→ **Task statement**
Put the data below into a Markdown table with two columns, Row and Line. Number each nonblank line in Row and copy it into Line.

○ ○ ○ ○

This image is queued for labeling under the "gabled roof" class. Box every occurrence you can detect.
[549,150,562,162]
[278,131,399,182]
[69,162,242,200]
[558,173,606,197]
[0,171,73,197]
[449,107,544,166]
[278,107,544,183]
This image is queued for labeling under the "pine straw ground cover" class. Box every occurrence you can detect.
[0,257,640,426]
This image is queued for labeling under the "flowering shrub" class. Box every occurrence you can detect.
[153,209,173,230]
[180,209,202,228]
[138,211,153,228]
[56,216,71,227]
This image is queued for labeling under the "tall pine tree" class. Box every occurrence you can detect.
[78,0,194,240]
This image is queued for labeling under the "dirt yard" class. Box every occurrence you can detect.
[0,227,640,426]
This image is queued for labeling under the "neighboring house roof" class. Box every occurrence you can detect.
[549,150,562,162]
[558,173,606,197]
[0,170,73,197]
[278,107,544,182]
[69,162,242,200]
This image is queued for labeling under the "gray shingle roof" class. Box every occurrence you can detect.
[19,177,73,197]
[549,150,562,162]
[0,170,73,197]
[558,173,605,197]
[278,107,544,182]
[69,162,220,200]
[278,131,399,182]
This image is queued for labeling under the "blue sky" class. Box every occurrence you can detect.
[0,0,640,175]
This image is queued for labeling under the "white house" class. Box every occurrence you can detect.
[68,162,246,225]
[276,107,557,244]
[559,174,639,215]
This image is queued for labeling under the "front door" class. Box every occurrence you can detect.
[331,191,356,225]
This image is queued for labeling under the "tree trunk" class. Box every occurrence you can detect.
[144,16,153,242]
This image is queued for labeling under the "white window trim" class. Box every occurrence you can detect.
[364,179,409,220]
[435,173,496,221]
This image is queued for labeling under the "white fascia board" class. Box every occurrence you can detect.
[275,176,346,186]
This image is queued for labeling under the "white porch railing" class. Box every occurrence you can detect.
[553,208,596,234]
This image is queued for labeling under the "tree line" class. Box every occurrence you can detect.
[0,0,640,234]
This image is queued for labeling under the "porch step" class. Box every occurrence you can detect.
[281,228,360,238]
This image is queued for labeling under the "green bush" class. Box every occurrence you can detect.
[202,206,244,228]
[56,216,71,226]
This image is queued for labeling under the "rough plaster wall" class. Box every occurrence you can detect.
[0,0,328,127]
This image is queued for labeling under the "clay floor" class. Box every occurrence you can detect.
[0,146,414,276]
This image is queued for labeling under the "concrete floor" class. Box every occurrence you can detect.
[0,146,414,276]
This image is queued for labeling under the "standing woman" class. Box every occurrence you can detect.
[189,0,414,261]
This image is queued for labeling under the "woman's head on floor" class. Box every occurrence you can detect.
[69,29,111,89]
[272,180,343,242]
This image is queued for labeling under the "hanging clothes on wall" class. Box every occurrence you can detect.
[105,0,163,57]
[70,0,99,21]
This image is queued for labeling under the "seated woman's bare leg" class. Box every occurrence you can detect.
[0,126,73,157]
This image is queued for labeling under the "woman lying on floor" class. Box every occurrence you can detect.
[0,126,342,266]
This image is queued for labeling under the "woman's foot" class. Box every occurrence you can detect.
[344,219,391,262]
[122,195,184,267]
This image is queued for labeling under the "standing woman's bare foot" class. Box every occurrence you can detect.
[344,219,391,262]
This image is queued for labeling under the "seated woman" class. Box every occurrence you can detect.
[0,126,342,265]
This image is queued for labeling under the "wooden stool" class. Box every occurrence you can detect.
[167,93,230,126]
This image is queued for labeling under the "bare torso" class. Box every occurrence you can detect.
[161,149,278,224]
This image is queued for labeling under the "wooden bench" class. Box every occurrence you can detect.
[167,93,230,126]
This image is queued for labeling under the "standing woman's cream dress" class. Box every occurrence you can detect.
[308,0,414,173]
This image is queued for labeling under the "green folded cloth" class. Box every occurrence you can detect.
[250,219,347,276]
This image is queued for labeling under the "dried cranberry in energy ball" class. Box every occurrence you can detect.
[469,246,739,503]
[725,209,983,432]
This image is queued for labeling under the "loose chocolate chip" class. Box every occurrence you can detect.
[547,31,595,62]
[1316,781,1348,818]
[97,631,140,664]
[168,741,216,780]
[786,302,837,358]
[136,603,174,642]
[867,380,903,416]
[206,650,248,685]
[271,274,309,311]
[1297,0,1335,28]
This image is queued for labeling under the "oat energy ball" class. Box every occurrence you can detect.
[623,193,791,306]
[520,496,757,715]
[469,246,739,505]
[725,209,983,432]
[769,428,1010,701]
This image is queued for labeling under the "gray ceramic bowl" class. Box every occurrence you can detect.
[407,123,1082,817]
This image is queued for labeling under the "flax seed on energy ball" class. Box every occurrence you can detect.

○ ○ ○ ○

→ **Exercise solution**
| Row | Line |
|---|---|
| 1 | This image is queued for labeling under the "gabled roof" class. Box every occurrence you can detect. |
| 2 | [549,150,562,162] |
| 3 | [278,131,399,182] |
| 4 | [69,162,242,200] |
| 5 | [558,173,606,197] |
| 6 | [0,171,73,197] |
| 7 | [449,107,544,166] |
| 8 | [278,107,544,183] |
| 9 | This image is queued for labeling under the "pine straw ground cover" class. Box every occurrence you can detect. |
| 10 | [0,257,640,426] |
| 11 | This image is queued for labeling under the "flowering shrub" class. Box every occurrence you can detect. |
| 12 | [153,209,173,230] |
| 13 | [180,209,202,228] |
| 14 | [138,211,153,228] |
| 15 | [56,216,71,227] |
| 16 | This image is queued for labeling under the "tall pine tree" class. Box every occurrence you can detect. |
| 17 | [78,0,194,240] |
| 18 | This image is queued for labeling under the "dirt yard" class. Box every occurrence you can detect. |
| 19 | [0,227,640,426] |
| 20 | This image is queued for labeling under the "neighboring house roof" class. Box every occurrence you can detect. |
| 21 | [549,150,562,162] |
| 22 | [558,173,606,197] |
| 23 | [0,170,73,197] |
| 24 | [278,107,544,182] |
| 25 | [69,162,242,200] |
| 26 | This image is queued for labeling under the "gray shingle roof" class. Box every occurrence you can detect. |
| 27 | [19,177,73,197] |
| 28 | [549,150,562,162] |
| 29 | [0,170,73,197] |
| 30 | [558,173,605,197] |
| 31 | [278,107,544,182] |
| 32 | [69,162,220,200] |
| 33 | [278,131,399,182] |
| 34 | This image is queued for labeling under the "blue sky" class. Box every occurrence you can detect. |
| 35 | [0,0,640,175] |
| 36 | This image is queued for labeling under the "white house" class. Box every occurrence you can detect. |
| 37 | [68,162,246,225] |
| 38 | [276,107,557,244] |
| 39 | [559,174,639,215] |
| 40 | This image is queued for labeling under the "front door" class. Box every occurrence you can detect. |
| 41 | [331,191,356,225] |
| 42 | This image is queued for labeling under the "tree trunk" class. Box every occurrence you can detect. |
| 43 | [144,16,153,242] |
| 44 | This image is queued for labeling under the "white window trim" class. Box every occurrence you can detect. |
| 45 | [364,179,409,220] |
| 46 | [435,173,496,221] |
| 47 | This image is queued for labeling under the "white fascia board" class. Box every occurrence you can detect. |
| 48 | [275,176,346,186] |
| 49 | This image is queued for labeling under the "white porch railing" class. Box every occurrence you can detect. |
| 50 | [553,208,596,234] |
| 51 | This image is queued for labeling under the "tree line" class. Box every occurrence you can detect. |
| 52 | [0,0,640,234] |
| 53 | This image is queued for labeling under the "porch step" class. Box every occurrence you can detect. |
| 54 | [281,228,360,238] |
| 55 | This image is queued for labeling under the "green bush" class. Box every occurrence you can detect. |
| 56 | [202,206,244,228] |
| 57 | [56,216,71,226] |
| 58 | This image is queued for labeling under the "rough plaster wall" class. Box every occurrence you can detect. |
| 59 | [0,0,328,127] |
| 60 | This image is queued for labeling under the "clay floor" class. Box every occurrence you can detect. |
| 61 | [0,146,414,276] |
| 62 | This image is queued for labeling under the "concrete floor" class. Box every occurrence you can detect. |
| 63 | [0,146,414,276] |
| 64 | This image is queued for labeling under the "standing woman" class. Box every occurrence you can detect. |
| 65 | [189,0,414,261] |
| 66 | This image is queued for labeling under the "woman's head on floor" class. Box every occurrence you can detect. |
| 67 | [69,29,111,89] |
| 68 | [272,180,343,242] |
| 69 | This image is queued for labeling under the "hanging clothes on wall" class. Box every occurrence you can detect. |
| 70 | [105,0,163,57] |
| 71 | [70,0,99,21] |
| 72 | This image is queued for labeling under the "seated woman's bare leg" class. Box every occurrence you can detect. |
| 73 | [0,126,73,157] |
| 74 | This image is queued for labeling under the "woman lying on floor" class. Box every occurrence you can detect. |
| 75 | [0,126,342,266] |
| 76 | This image is queued for labeling under the "woman's foot" class. Box every occurrence you can detect. |
| 77 | [344,219,391,262] |
| 78 | [122,195,184,267] |
| 79 | This image is queued for labeling under the "standing woman's bare foot" class. Box every occurrence you can detect. |
| 80 | [344,219,391,262] |
| 81 | This image is queued for labeling under the "seated woman" class. Box every occurrence you can detect. |
| 82 | [0,126,342,265] |
| 83 | This image is queued for labeling under the "wooden stool" class. Box every occurrence you can detect. |
| 84 | [167,93,230,126] |
| 85 | This image is queued for labeling under the "bare torso" class. Box every occurrence you can detect. |
| 86 | [161,149,278,224] |
| 87 | This image is queued for labeling under the "wooden bench" class. Box every occurrence you can detect. |
| 88 | [167,93,230,126] |
| 89 | This image is queued for labeling under the "standing woman's cream dress" class. Box every occurrence you can detect. |
| 90 | [308,0,414,173] |
| 91 | This image is queued for labeling under the "green folded cloth" class. Box every occurrence you can detect. |
| 92 | [250,219,347,276] |
| 93 | This image is queued for labeling under the "dried cranberry in energy ball" class. Box every occurrence you can detect. |
| 94 | [469,246,739,503] |
| 95 | [725,209,983,432] |
| 96 | This image is queued for labeling under the "loose chocolate chip" class. Box every occurrence you can detect. |
| 97 | [547,31,595,62] |
| 98 | [1316,781,1348,818] |
| 99 | [97,631,140,664] |
| 100 | [168,741,216,780] |
| 101 | [786,302,837,358] |
| 102 | [136,603,174,642] |
| 103 | [867,380,903,416] |
| 104 | [206,650,248,685] |
| 105 | [271,274,309,311] |
| 106 | [1297,0,1335,28] |
| 107 | This image is queued for labeling under the "oat energy ball" class. Box every occurrence you can detect. |
| 108 | [623,193,791,306] |
| 109 | [520,496,757,715] |
| 110 | [469,246,739,505] |
| 111 | [725,209,983,432] |
| 112 | [769,428,1010,701] |
| 113 | This image is queued for labeling under the "gray ceramic bowl" class. Box every occurrence you can detect. |
| 114 | [407,123,1082,817] |
| 115 | This image is queued for labeling under the "flax seed on energy ball" class. Box every occurrence you can detect. |